### Tarefa
Escreva a continuação do texto sobre a memória de vidas passadas e a reencarnação, a partir da última frase.

### Trecho fornecido
•••

Que a criptomnésia se estenda para lá da existência atual, é hoje coisa fácil
de compreender, pois não há nada mais lógico e racional do que este
subconsciente, tão misterioso e tão profundo, conter em si a recordação e as
aquisições das vidas passadas.
Nas
experiências de De Rochas há, pelo menos, uma demonstração precisa a deduzir: é
a unanimidade dos passivos, quanto à afirmação da palingenesia. Todos eles,
seja qual for a sua origem, a sua educação, o seu nível intelectual ou os seus
próprios princípios religiosos, declaram espontaneamente
que tiveram outras vidas. Em torno destes dados, engendram muitas vezes
romances vários, quase sempre de impossível verificação; mas a unanimidade e a
espontaneidade das suas afirmações relativas à pluralidade das suas existências
não é coisa de somenos importância. Quanto mais não seja, prova a realidade dum
instinto profundo, duma intuição que repousa, sem dúvida, em base séria. Além
das experiências de regressão da memória, têm-se publicado recentemente algumas
observações tendentes a provar a reencarnação. Os leitores das revistas
metapsíquicas conhecem-nas bem e algumas são verdadeiramente impressionantes,
embora, pelo seu escasso número, não consigam convencer.

•••

### Dados fornecidos
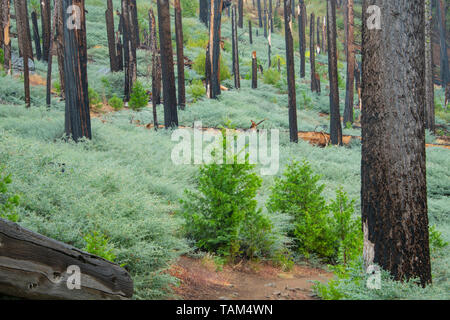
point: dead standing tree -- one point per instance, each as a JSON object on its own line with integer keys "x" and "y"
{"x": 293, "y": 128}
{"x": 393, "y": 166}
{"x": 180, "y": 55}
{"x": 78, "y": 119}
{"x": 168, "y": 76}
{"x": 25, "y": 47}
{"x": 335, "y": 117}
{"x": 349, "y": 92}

•••

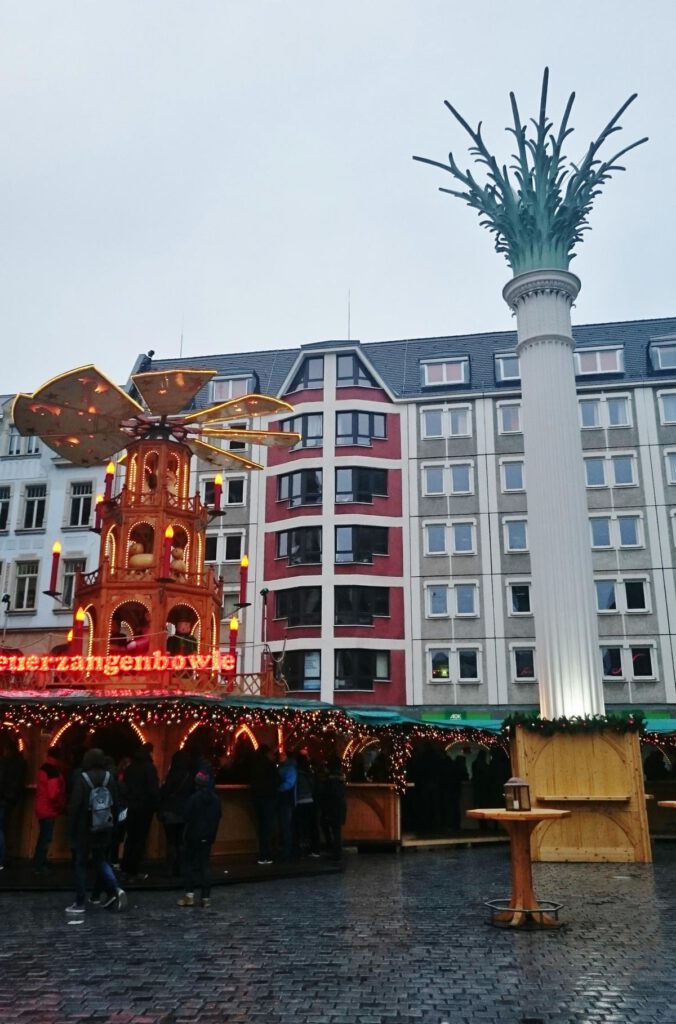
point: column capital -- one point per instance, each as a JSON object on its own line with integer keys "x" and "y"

•••

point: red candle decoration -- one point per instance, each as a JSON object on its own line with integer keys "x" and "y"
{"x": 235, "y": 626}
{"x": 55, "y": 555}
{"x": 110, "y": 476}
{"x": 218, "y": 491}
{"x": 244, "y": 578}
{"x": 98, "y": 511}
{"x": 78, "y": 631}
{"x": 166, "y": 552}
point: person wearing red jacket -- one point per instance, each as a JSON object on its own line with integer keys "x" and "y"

•••

### Resposta
É
compreensível, natural e humano, que os psicólogos oficiais não admitam, entusiasticamente,
a teoria palingenésica, tão revolucionária, apesar da sua luminosa
simplicidade, e que se mantenham em expectativa; mas o que não pode admitir-se
de forma alguma é que eles a desprezem sistematicamente e se recusem a discuti-la,
mesmo como hipótese de estudo, não obstante os trabalhos conscienciosos feitos
a tal respeito e o monte de provas estabelecidas. Dentro de pouco tempo, terão
de mudar de atitude, visto que, segundo uma frase célebre, a verdade está em
marcha e nada poderá detê-la.
A
história desta doutrina resume-se assim nas suas linhas gerais: dos documentos
que possuímos, infere-se que a ideia reencarnacionista foi geral nos primórdios
da evolução humana e é a doutrina natural na infância das humanidades. Mas
dentro em pouco a ideia se obscurece e perde e poucos indivíduos a conservam.
Só mais tarde reaparece e predomina nas humanidades supinamente evolucionadas.
Mais uma vez se verifica a teoria dos "extremos".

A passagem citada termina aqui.